─── DATA EXCERPTS ───
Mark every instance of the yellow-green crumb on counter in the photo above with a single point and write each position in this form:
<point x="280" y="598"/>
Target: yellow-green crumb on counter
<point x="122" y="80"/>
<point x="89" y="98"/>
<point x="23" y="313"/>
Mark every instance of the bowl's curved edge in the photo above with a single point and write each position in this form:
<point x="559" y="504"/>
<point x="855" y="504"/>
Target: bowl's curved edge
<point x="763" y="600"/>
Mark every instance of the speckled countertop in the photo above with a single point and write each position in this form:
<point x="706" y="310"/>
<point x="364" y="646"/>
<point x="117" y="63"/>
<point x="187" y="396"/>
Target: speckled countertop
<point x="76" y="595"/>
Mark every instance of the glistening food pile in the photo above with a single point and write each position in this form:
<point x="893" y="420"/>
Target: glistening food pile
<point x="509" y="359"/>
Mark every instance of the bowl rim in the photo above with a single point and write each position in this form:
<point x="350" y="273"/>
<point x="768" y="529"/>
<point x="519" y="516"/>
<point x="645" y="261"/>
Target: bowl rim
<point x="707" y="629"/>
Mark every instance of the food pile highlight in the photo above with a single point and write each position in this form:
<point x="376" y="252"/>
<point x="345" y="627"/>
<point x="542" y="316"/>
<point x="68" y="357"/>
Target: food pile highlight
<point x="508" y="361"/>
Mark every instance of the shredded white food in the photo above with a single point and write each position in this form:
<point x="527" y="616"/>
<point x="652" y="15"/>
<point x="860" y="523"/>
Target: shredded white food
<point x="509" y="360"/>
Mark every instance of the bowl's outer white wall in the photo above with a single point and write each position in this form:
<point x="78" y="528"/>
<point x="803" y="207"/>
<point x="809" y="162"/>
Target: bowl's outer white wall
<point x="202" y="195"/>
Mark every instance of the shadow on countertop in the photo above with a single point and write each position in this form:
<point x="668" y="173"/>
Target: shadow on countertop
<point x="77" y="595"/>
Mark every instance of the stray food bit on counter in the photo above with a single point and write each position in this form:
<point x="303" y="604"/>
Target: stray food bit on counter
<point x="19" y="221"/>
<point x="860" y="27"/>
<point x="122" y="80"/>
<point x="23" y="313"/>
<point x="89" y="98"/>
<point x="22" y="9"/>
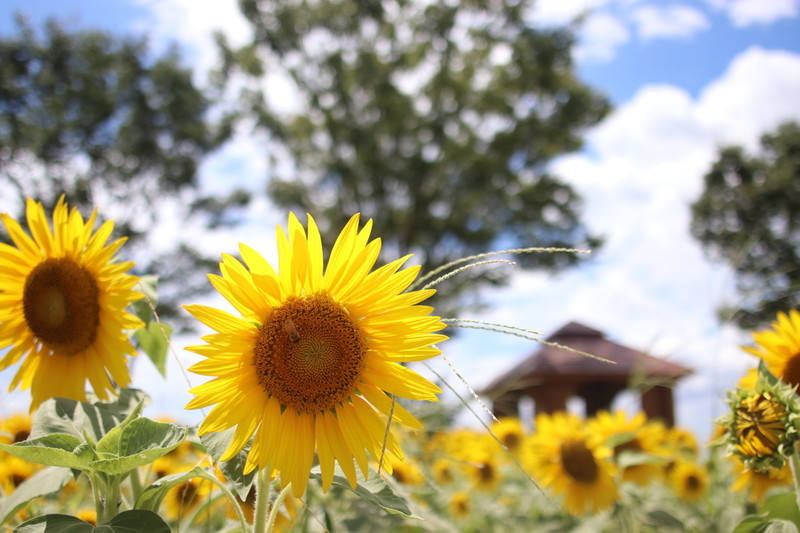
───
WHAT YOU NEED TO DO: Please retype the lines from the one that contains "Target: shredded white food" through the final line of the data, both included, without any pictures.

RESULT BELOW:
Target: shredded white food
<point x="509" y="360"/>
Mark every instance of the bowl's outer white wall in the photo above with a single point and write each position in this form:
<point x="78" y="528"/>
<point x="803" y="207"/>
<point x="809" y="162"/>
Target: bowl's outer white wall
<point x="202" y="195"/>
Mark every instance of the shadow on countertop in the photo above with a single point and write each position in this form:
<point x="668" y="173"/>
Target: shadow on countertop
<point x="77" y="595"/>
Mark every instance of the stray food bit on counter in the photo above with a single point and write each position in this form:
<point x="303" y="604"/>
Target: stray food bit on counter
<point x="19" y="221"/>
<point x="860" y="27"/>
<point x="122" y="80"/>
<point x="23" y="313"/>
<point x="89" y="98"/>
<point x="22" y="9"/>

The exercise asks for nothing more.